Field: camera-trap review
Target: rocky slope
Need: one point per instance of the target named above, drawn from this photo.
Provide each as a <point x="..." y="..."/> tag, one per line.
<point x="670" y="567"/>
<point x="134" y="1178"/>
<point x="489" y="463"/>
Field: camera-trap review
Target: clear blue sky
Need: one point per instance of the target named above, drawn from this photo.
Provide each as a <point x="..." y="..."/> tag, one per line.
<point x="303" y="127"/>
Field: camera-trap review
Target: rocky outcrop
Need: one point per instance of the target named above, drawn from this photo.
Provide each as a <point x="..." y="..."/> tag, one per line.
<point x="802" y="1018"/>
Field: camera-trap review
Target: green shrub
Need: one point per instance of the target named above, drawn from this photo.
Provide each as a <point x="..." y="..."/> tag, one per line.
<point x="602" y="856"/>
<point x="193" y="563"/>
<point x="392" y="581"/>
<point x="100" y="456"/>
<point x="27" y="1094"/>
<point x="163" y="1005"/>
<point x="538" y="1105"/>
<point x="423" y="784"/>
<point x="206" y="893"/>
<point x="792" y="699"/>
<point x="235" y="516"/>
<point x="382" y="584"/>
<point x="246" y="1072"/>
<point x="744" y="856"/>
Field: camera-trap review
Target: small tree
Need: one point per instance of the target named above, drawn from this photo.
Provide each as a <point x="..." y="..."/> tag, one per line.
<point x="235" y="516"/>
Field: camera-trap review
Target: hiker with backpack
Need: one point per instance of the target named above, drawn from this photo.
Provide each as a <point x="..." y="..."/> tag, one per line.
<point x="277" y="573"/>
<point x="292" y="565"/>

---

◆ PROBLEM TO SOLVE: Transcribe each record exactly. Leave nothing out.

◆ RESPONSE TO THIS TASK:
Field: camera-trap review
Target: rocky slope
Need: one point per instance of the target named above, drawn from this photo.
Provide each as a <point x="..." y="..."/> tag, one per line.
<point x="670" y="567"/>
<point x="134" y="1178"/>
<point x="489" y="463"/>
Field: camera-trap review
Target: clear blue sky
Need: one point per instance of the target named above, drawn from this photo.
Provide each as a <point x="..." y="..."/> tag, one per line.
<point x="303" y="127"/>
Field: camera-trap review
Target: rocky outcrop
Need: one point per instance of the target named above, drawn from this photo.
Provide each as a <point x="..." y="..."/> tag, one per line.
<point x="802" y="1018"/>
Field: camera-trap review
Target: green shrub
Need: one point per instance of the target named above, drawn from this photo.
Provide each as a <point x="..." y="..."/> tag, one per line.
<point x="602" y="856"/>
<point x="193" y="563"/>
<point x="392" y="581"/>
<point x="100" y="456"/>
<point x="27" y="1094"/>
<point x="163" y="1005"/>
<point x="538" y="1105"/>
<point x="423" y="784"/>
<point x="206" y="893"/>
<point x="792" y="699"/>
<point x="235" y="516"/>
<point x="382" y="584"/>
<point x="246" y="1072"/>
<point x="744" y="856"/>
Field: camera-trap review
Target: small tree
Need: one point per instance of the target named above, drawn from this photo.
Provide each as a <point x="..." y="..."/> tag, one per line.
<point x="235" y="516"/>
Field: camera-trap review
Target: hiker with backpack
Need: one point per instance of the target named above, drawn from this photo.
Provide each as a <point x="..." y="..."/> tag, one per line.
<point x="277" y="573"/>
<point x="292" y="565"/>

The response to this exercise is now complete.